### TASK BRIEF
The answer required is how many lines of the following entries contain the word "white", with no other words.

### GIVEN ENTRIES
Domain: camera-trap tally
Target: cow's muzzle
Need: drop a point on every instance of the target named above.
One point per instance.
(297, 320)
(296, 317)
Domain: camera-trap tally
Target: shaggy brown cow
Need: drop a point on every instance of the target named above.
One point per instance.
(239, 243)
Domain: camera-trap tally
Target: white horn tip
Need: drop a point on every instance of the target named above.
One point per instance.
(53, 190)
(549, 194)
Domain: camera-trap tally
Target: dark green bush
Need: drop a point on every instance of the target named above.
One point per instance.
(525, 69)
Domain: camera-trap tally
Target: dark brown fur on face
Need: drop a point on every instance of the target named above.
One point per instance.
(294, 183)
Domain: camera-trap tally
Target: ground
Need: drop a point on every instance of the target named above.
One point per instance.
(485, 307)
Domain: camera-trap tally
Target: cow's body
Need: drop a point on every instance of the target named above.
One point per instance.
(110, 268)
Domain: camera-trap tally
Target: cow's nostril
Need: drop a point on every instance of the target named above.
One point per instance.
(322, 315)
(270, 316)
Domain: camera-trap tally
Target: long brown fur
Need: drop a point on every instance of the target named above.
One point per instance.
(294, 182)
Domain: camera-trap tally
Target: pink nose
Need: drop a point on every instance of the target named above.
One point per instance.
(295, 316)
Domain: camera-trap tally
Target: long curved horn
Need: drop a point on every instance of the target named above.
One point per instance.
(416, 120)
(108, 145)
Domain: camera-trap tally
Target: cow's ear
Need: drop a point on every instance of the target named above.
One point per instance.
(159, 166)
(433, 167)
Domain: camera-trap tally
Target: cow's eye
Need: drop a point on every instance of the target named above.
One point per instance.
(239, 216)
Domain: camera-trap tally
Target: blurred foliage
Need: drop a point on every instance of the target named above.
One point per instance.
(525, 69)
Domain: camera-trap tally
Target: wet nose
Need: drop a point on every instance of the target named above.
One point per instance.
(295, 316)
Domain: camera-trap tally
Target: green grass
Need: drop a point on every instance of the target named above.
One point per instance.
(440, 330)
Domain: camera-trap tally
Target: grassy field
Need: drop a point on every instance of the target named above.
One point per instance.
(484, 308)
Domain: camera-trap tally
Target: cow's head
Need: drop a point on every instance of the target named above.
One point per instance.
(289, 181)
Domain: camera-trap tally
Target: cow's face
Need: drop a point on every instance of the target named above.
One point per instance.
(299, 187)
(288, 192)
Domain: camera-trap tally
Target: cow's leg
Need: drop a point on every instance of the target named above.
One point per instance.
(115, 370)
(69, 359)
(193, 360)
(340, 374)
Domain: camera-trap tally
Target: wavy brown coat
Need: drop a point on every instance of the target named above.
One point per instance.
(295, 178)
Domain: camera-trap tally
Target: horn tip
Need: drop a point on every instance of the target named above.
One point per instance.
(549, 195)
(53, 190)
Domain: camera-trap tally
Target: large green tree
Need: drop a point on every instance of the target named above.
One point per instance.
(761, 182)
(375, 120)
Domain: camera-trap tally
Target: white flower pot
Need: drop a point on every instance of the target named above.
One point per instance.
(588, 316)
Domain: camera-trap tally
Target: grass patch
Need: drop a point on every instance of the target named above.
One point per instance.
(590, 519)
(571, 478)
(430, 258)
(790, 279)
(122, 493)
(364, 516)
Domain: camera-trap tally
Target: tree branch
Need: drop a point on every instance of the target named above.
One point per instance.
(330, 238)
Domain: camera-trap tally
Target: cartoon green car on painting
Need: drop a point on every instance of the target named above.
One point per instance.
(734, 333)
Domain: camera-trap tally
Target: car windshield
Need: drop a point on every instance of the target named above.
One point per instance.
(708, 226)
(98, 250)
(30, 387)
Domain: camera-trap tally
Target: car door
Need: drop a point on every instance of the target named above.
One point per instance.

### YOUR RESPONSE
2